━━━ Given data

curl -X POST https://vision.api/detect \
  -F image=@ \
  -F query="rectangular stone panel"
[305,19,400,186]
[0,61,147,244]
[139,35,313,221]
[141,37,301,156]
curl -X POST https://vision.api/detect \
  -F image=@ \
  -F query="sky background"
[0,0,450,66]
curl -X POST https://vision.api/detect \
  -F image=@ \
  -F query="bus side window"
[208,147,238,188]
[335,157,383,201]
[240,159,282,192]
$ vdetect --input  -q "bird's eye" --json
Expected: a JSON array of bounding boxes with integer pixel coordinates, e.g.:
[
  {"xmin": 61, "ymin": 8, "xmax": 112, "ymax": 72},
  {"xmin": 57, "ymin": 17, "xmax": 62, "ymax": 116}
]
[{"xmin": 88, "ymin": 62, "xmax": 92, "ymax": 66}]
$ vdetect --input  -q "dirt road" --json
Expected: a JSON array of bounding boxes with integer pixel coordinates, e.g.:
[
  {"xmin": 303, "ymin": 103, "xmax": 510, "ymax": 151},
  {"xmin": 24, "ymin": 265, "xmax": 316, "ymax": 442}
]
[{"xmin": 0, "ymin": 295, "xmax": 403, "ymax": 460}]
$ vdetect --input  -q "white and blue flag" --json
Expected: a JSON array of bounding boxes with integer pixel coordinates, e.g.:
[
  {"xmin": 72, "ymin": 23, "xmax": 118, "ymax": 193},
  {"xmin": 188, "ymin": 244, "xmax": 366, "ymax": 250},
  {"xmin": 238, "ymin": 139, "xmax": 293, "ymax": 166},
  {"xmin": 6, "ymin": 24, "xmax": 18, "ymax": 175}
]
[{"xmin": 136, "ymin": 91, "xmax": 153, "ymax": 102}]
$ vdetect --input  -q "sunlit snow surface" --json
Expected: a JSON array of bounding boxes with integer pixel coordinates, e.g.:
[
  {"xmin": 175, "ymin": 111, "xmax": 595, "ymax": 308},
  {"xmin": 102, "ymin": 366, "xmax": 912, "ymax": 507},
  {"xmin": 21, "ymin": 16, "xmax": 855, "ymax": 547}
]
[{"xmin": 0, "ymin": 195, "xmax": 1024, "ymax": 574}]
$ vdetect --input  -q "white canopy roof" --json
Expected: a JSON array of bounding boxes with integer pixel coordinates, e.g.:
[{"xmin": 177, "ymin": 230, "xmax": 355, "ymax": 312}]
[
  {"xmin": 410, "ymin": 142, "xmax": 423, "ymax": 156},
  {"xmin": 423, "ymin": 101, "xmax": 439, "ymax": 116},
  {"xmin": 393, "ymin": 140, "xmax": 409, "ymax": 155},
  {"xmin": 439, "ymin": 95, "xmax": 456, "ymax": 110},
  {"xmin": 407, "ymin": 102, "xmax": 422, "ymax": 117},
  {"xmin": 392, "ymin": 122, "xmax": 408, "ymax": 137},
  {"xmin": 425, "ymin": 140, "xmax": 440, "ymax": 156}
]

━━━━━━

Direction: In full and verbatim, repeat the records given above.

Answer to this exercise:
curl -X POST https://vision.api/detect \
  -F image=@ \
  -F query="rectangular stone panel"
[305,19,400,186]
[0,61,147,244]
[139,35,313,221]
[141,37,301,156]
curl -X POST https://vision.api/detect \
  -F image=@ \
  -F query="sky background"
[0,0,450,66]
curl -X POST https://vision.api/detect \
  -F image=@ \
  -F query="bus side window"
[208,147,238,188]
[335,157,383,201]
[240,159,282,192]
$ vdetect --input  -q "bird's eye" --json
Expected: a JSON array of bounding boxes with integer pixel coordinates, e.g.:
[
  {"xmin": 61, "ymin": 8, "xmax": 112, "ymax": 72},
  {"xmin": 57, "ymin": 17, "xmax": 62, "ymax": 116}
]
[{"xmin": 88, "ymin": 62, "xmax": 92, "ymax": 66}]
$ vdetect --input  -q "dirt road" --json
Expected: a JSON array of bounding boxes with integer pixel coordinates, e.g.:
[
  {"xmin": 303, "ymin": 103, "xmax": 510, "ymax": 151},
  {"xmin": 24, "ymin": 265, "xmax": 316, "ymax": 442}
]
[{"xmin": 0, "ymin": 295, "xmax": 403, "ymax": 460}]
$ vdetect --input  -q "white and blue flag" --json
Expected: a JSON array of bounding boxes with integer pixel coordinates, e.g.:
[
  {"xmin": 72, "ymin": 23, "xmax": 118, "ymax": 193},
  {"xmin": 188, "ymin": 244, "xmax": 366, "ymax": 250},
  {"xmin": 238, "ymin": 139, "xmax": 293, "ymax": 166},
  {"xmin": 6, "ymin": 24, "xmax": 18, "ymax": 175}
]
[{"xmin": 136, "ymin": 91, "xmax": 153, "ymax": 102}]
$ vdetect --input  -q "sunlit snow surface" --json
Expected: a JSON array of bounding boxes with integer pixel coordinates, e.g.:
[
  {"xmin": 175, "ymin": 111, "xmax": 595, "ymax": 308},
  {"xmin": 102, "ymin": 366, "xmax": 912, "ymax": 507},
  {"xmin": 21, "ymin": 16, "xmax": 855, "ymax": 547}
]
[{"xmin": 0, "ymin": 195, "xmax": 1024, "ymax": 574}]
$ vdetect --input  -q "white canopy roof" --json
Expected: a JSON array of bounding boxes with integer pixel coordinates, e.g.:
[{"xmin": 177, "ymin": 230, "xmax": 355, "ymax": 312}]
[
  {"xmin": 410, "ymin": 142, "xmax": 423, "ymax": 156},
  {"xmin": 423, "ymin": 101, "xmax": 439, "ymax": 116},
  {"xmin": 393, "ymin": 140, "xmax": 409, "ymax": 155},
  {"xmin": 439, "ymin": 95, "xmax": 456, "ymax": 110},
  {"xmin": 407, "ymin": 102, "xmax": 422, "ymax": 117},
  {"xmin": 392, "ymin": 122, "xmax": 408, "ymax": 137},
  {"xmin": 425, "ymin": 140, "xmax": 440, "ymax": 156}
]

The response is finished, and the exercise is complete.